WHAT YOU NEED TO DO: Take the listing below and output it exactly, with no images.

INFORMATION SUPPLIED:

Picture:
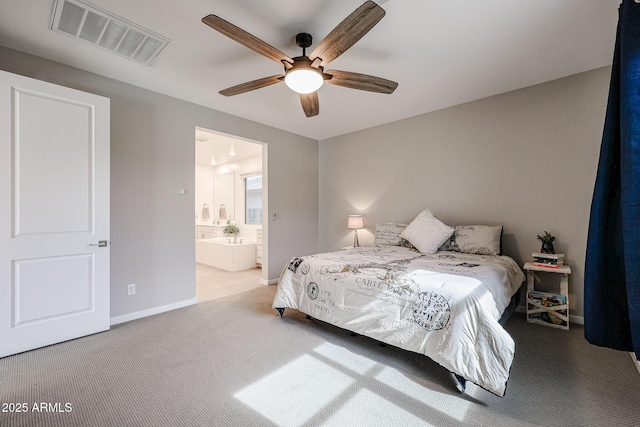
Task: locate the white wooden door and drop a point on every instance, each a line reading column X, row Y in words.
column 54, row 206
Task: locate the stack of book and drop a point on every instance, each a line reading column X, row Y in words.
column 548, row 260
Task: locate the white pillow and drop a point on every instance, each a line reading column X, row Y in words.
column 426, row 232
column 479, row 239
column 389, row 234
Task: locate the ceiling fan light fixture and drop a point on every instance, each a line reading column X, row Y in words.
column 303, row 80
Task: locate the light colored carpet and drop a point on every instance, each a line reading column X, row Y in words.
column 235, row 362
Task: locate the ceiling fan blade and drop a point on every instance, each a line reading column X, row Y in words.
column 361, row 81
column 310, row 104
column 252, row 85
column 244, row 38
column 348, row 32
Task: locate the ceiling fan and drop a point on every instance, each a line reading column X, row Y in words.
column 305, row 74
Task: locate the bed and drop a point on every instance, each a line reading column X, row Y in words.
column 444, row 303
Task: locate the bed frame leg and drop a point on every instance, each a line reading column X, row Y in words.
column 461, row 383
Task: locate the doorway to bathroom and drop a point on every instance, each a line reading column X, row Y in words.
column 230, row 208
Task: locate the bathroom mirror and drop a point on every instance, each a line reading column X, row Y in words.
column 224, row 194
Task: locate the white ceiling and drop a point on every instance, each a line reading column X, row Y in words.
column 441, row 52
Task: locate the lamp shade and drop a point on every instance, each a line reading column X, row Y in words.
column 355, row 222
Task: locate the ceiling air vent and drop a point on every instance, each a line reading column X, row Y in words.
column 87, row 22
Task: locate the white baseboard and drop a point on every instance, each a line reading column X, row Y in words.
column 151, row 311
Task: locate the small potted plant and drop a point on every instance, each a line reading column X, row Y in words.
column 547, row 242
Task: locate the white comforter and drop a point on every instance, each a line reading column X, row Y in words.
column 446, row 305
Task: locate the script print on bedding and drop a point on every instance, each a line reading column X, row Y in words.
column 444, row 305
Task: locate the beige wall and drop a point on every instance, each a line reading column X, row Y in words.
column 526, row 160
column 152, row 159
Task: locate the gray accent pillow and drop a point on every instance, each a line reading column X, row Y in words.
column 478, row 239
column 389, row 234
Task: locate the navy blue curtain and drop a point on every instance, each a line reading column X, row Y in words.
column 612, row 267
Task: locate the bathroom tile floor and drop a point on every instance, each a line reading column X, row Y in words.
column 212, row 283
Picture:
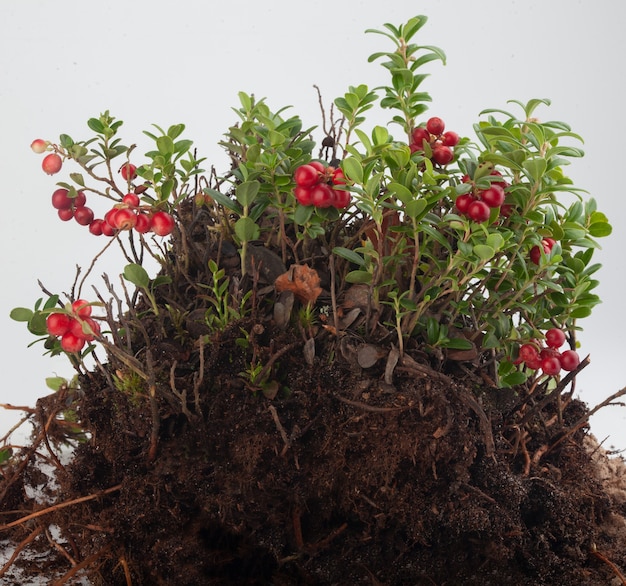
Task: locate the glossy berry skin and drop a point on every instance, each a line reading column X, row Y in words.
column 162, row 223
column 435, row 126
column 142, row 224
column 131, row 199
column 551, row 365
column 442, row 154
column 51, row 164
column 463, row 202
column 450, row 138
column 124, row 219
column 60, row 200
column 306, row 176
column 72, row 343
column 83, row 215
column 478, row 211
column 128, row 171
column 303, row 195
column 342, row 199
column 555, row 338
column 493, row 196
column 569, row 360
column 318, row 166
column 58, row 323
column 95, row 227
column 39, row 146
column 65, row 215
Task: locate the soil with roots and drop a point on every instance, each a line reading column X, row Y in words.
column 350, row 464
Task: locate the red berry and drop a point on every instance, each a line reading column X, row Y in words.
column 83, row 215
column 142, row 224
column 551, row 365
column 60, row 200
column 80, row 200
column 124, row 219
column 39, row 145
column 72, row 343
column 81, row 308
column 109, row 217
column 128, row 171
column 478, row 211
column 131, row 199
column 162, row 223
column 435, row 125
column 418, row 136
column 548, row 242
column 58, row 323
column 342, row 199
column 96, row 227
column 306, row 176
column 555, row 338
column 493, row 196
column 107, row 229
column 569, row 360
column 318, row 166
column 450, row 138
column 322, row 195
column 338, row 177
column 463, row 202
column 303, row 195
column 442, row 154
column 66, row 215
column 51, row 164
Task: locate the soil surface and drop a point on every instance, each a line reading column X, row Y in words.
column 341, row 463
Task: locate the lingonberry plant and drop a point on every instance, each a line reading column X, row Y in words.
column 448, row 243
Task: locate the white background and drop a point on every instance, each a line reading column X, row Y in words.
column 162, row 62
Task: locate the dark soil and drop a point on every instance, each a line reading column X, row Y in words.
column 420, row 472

WRITTEN RESPONSE:
Picture:
Task: locate the white wooden door and drop a point on every instance, each a line reading column X, row Y in words.
column 54, row 206
Task: locate the stack of book and drop a point on every instance, each a line reading column X, row Y in words.
column 548, row 260
Task: locate the white pillow and drop a point on every instance, each a line reading column X, row Y in words.
column 426, row 232
column 479, row 239
column 389, row 234
Task: locate the ceiling fan light fixture and drop a point on every instance, each a line reading column X, row Y in words.
column 303, row 80
Task: locate the light colored carpet and drop a point on every instance, each a line reading column X, row Y in words.
column 235, row 362
Task: locate the ceiling fan blade and drop a point on every instance, each a line reading column X, row Y in words.
column 361, row 81
column 310, row 104
column 252, row 85
column 244, row 38
column 348, row 32
Task: locate the ceiling fan and drop a point on every instance, each a line reading column X, row Y in words.
column 305, row 74
Task: locate the bed and drop a point on every instance, each a line reading column X, row Y in words.
column 444, row 303
Task: locate the bed frame leg and drop a point on every instance, each a line reading column X, row Y in words.
column 461, row 383
Task: locate the doorway to bathroom and drop a point on every instance, each a line reading column X, row Y in words.
column 230, row 208
Task: locate the bathroom mirror and drop a point on every instance, each a line reading column X, row Y in words.
column 224, row 194
Task: locate the white ceiling and drop a point on every instance, each a line reading column X, row Y in words.
column 441, row 52
Task: locate the lamp shade and drop a point on every instance, each a line reading column X, row Y in words.
column 355, row 222
Task: locate the ceiling air vent and drop a point on every instance, each a line reading column X, row Y in words.
column 87, row 22
Task: locate the white baseboard and drop a point on every instance, each a line reading column X, row Y in words.
column 151, row 311
Task: locate the small potted plant and drop a point on every instance, each a line reading column X, row Y in words.
column 547, row 242
Task: locate the white comforter and drop a point on every instance, each a line reading column X, row Y in words.
column 446, row 305
Task: locate the script print on bedding and drop a point on every instance, each a line reading column X, row Y in words.
column 444, row 305
Task: locate the beige wall and drop a point on every instance, each a line reading column X, row Y in words.
column 526, row 160
column 152, row 159
Task: locate the gray accent pillow and drop a point on every instance, each a line reading column X, row Y in words.
column 478, row 239
column 389, row 234
Task: locate the navy blue curtain and drop a point on every instance, each a line reading column X, row Y in words.
column 612, row 267
Task: locate the bathroom tile floor and drop a point on every instance, each a line reading column X, row Y in words.
column 212, row 283
Picture:
Task: locate the glossy berry skin and drop a point on every instance, each a line reading column X, row Y in words.
column 162, row 223
column 435, row 126
column 142, row 224
column 131, row 199
column 551, row 365
column 442, row 154
column 51, row 164
column 463, row 202
column 450, row 138
column 124, row 219
column 60, row 200
column 306, row 176
column 72, row 343
column 83, row 215
column 478, row 211
column 128, row 171
column 303, row 195
column 342, row 199
column 555, row 338
column 493, row 196
column 569, row 360
column 318, row 166
column 58, row 323
column 95, row 227
column 39, row 146
column 65, row 215
Task: locate the soil with roots and drop a point on every instance, each a line reading column X, row Y in words.
column 350, row 464
Task: locate the red berry and drop a point on every instance, each a line reading column X, row Y in words.
column 83, row 215
column 142, row 224
column 551, row 365
column 60, row 200
column 80, row 200
column 124, row 219
column 39, row 145
column 72, row 343
column 81, row 308
column 109, row 217
column 128, row 171
column 478, row 211
column 131, row 199
column 162, row 223
column 435, row 125
column 418, row 136
column 548, row 242
column 58, row 323
column 342, row 199
column 96, row 227
column 306, row 176
column 555, row 338
column 493, row 196
column 107, row 229
column 569, row 360
column 318, row 166
column 450, row 138
column 322, row 195
column 338, row 177
column 463, row 202
column 303, row 195
column 442, row 154
column 66, row 215
column 51, row 164
Task: locate the soil surface and drop a point on every instance, each a line reading column X, row Y in words.
column 341, row 463
Task: locate the lingonberry plant and drop a point on every instance, each a line reading column X, row Y in words.
column 448, row 243
Task: locate the white background and drop a point on every instance, each a line reading column X, row Y in words.
column 162, row 62
Task: locate the dark soil and drop a point on every instance, each a line reading column X, row Y in words.
column 420, row 472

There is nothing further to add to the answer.